Restate each line word for word. Leave out every picture.

>> Begin Provided data

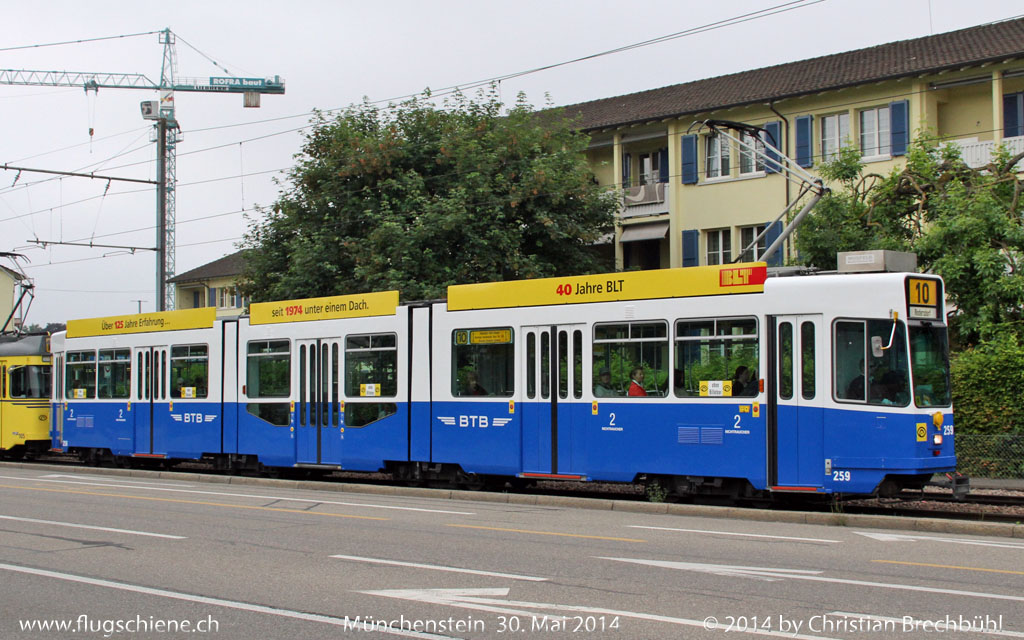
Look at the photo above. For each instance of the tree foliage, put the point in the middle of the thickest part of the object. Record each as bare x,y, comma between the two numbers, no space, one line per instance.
986,383
417,198
964,223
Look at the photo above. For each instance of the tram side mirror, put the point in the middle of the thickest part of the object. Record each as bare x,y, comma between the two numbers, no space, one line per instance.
877,349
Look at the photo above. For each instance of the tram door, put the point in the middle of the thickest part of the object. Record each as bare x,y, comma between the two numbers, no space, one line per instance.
799,402
318,422
148,371
553,365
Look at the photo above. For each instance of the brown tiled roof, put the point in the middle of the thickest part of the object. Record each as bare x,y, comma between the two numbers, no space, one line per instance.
224,267
987,43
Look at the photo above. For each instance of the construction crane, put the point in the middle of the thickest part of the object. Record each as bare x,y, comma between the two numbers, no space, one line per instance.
166,129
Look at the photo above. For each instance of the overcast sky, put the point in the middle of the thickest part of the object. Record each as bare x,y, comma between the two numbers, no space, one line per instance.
331,54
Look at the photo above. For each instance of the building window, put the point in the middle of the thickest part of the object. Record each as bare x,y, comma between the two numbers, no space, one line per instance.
1013,115
747,236
717,158
835,134
875,132
719,247
225,297
751,161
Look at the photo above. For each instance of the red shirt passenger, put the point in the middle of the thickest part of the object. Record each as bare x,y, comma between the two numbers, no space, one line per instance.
636,382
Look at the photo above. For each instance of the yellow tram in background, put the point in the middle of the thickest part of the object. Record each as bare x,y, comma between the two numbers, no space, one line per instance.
25,391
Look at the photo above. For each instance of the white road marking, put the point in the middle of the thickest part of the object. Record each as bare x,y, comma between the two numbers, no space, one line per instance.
91,526
281,498
438,567
346,624
766,572
913,621
487,600
695,530
892,538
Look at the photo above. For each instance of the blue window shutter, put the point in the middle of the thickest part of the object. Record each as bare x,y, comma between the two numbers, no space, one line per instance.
773,132
899,127
773,232
805,143
1013,119
691,248
689,160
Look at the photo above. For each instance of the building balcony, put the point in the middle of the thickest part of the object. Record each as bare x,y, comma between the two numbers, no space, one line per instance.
977,154
645,200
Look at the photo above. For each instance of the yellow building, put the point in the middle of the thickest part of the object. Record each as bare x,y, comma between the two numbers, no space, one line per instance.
214,284
690,197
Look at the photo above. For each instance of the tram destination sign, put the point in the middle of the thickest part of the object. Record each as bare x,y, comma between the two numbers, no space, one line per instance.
681,283
332,307
142,323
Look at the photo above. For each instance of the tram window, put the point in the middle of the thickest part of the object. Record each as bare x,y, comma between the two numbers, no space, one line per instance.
623,347
545,365
81,375
189,371
930,361
483,361
371,366
268,369
361,414
278,414
29,381
886,376
563,365
578,364
723,350
163,375
785,360
302,385
807,360
531,365
336,409
115,374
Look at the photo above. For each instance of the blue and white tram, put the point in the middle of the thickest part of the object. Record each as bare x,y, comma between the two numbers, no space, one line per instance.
714,380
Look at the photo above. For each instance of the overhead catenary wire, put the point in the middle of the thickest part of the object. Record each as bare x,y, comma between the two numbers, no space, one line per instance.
306,115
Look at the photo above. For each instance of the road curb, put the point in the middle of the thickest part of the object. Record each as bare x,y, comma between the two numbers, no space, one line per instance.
934,525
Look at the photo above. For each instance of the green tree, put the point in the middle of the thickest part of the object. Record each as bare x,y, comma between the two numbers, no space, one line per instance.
964,223
417,198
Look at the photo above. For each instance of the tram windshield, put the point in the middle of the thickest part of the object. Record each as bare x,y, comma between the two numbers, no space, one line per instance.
30,381
930,361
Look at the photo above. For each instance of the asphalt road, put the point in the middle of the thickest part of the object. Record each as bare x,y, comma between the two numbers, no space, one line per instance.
173,556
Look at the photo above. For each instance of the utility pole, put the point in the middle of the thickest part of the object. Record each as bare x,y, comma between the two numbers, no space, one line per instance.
166,130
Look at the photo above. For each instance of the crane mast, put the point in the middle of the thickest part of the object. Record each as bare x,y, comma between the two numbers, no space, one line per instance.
166,132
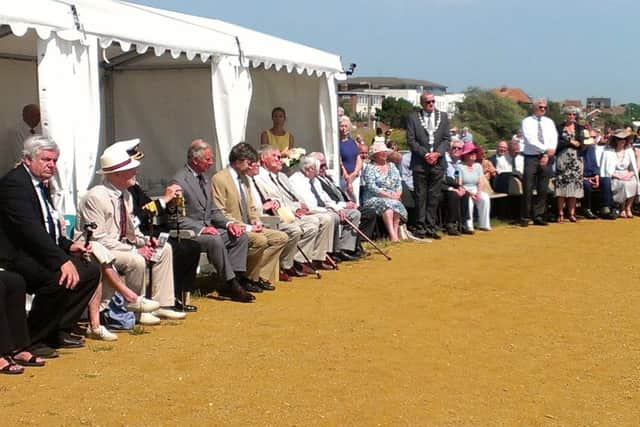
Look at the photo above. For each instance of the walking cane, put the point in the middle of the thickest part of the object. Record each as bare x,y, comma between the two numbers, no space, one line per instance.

>> End Provided data

Exercise response -
Look at the photo above. For each instance of the tree foliage, put the point in the middle of the thickest part of the object. Record each as bare x,y, comma between the two numbers, no space, one line per instance.
986,383
417,198
964,223
Look at the photo above. For each instance of the tram side mirror, put the point in the middle of the thickest part of the object. Record each as bare x,y, comma between the two numbers, no space, one line per instance.
877,349
Look at the photo above. For each instance of the tram door, put the point in the middle of the thickest part of the object. Record each as bare x,y, comma between the two numbers, no space, one line per instance.
799,402
318,422
148,371
553,365
Look at the photo above. For each instance of the brown tiled roof, put the point in the middle of the thickest part of the object. Record each as bare x,y, comma between the two numbers, no space, one line per instance.
224,267
987,43
Look at the photo above. For each instance of the construction crane, put the point in the middle of the thickest part of the object. Record each as bare x,y, comma between the two numbers, no space, one line per instance.
166,129
Look at the photo above. For each instance of the overcast sky, put the point in the middle of the thickest part of the object. Record each as bare x,y, comma between the two numbers, no space, one line per instance.
331,54
Look at the photo above. For each instance of the building window, put the point in the middle of the thickest part of the object. Record each as bare x,y, comma between the two numbers, no space, one line per instance.
1013,115
747,236
717,158
835,134
875,132
719,247
225,297
751,161
Look at the photo above. For each instance of the red shirt passenger, put the point in the middle of the thickest part of the object. Record each as bare x,y, comma between the two numbers, no space, one line per instance.
636,382
Look at the photo above. For each instance of the yellow tram in background, put the point in the middle of the thickest part of the object. Record each as bare x,y, comma between the two numbers, no space, one line per instance.
25,391
Look at the photo above. For each instance of the white road marking, put the point in the middle of the thickest part of the object. Record each as bare x,y, comma between the two numbers, no space, one line per instance.
91,526
281,498
438,567
346,624
766,572
913,621
487,600
695,530
892,538
Look at the photo above. For each instance of the blue window shutter, put the point in the middle of the thickest part of the object. Record each as bare x,y, comma between the two numbers, no space, one line per instance.
773,132
899,127
773,232
805,143
1013,119
691,248
689,160
Look at the photo above. For each instance of the building balcony, put the point in the middle of the thickest part of the object. Record each as bare x,y, comma between the two numbers, no space, one line per instance.
977,154
645,200
Look at the photo above. For each instance of the yellow building, put the point in the middle of the thickest part of the object. Record each as bare x,y, comma between the two numbers, no space, one line per instance.
214,284
690,197
Look at the photo above. For each instance of the tram destination sign, put the point in the middle of the thickest part of the object. Record each as bare x,y, comma between the two numbers, no space, one line per instance.
681,283
332,307
142,323
Look at the photo above. For each instance of the tram window, put the point in the middle of the thickest part of the object. Record each as bare x,y, comma between the two numbers, no space, one line per instance.
623,347
545,365
81,375
189,371
930,361
483,361
371,366
268,369
361,414
278,414
29,381
886,376
563,365
578,364
723,350
163,375
785,360
302,385
807,360
531,365
336,409
115,374
Look at the photo above. For each instance of the blue and white tram, put the point in the middle of the thickest part of the object. Record each as bare x,y, comma between the two numbers, no space, one line per instance.
714,380
Look at the photo above. For each instance of the overhead catenary wire, put the point in the middle of the thickest part of the object. Record each as bare x,y, comma between the two numbers, no space, one line per instance.
306,115
Look at the photo above. For each instance of the road curb, put the point in the middle of the thickest part of the object. Record each as bare x,y, comma between the two numbers, no space, one line per instance.
934,525
Look at the photo above. For each instance of the green tree, put the point in the middle of the thickest part of the object. Record each as bare x,y, comma between the two numbers, no space, one line per instance.
964,223
417,198
Look at the photo above. For each instance of the tram windshield, put the point in the middle of the thickest part of the object. Record each as bare x,y, comma between the two numbers, no space, one line per instance.
30,381
930,361
Look at the photo above. For each instance of the asphalt road, put the point in the middle of the thickest part of the object. Record each as bare x,y, comma between the two numbers, no space, one line per instance.
173,556
Look at the photo above. For each instance of the utility pole, put the point in the middle of the thickest part of the object. Record each as bare x,y, comma between the two numbers, no space, one line per instance.
166,130
Look at the photo above. For each instance of the crane mast, put the point in the middle of the thickest part of the object. Record each as bare x,y, comma between the two numbers, no space, one line per instance.
166,132
Look at the photo above. For each instance of the walking cane, put the point in the middle of the thickest part of the object. Record each as bare x,y, comma between the two numbers, no space, one line per instance.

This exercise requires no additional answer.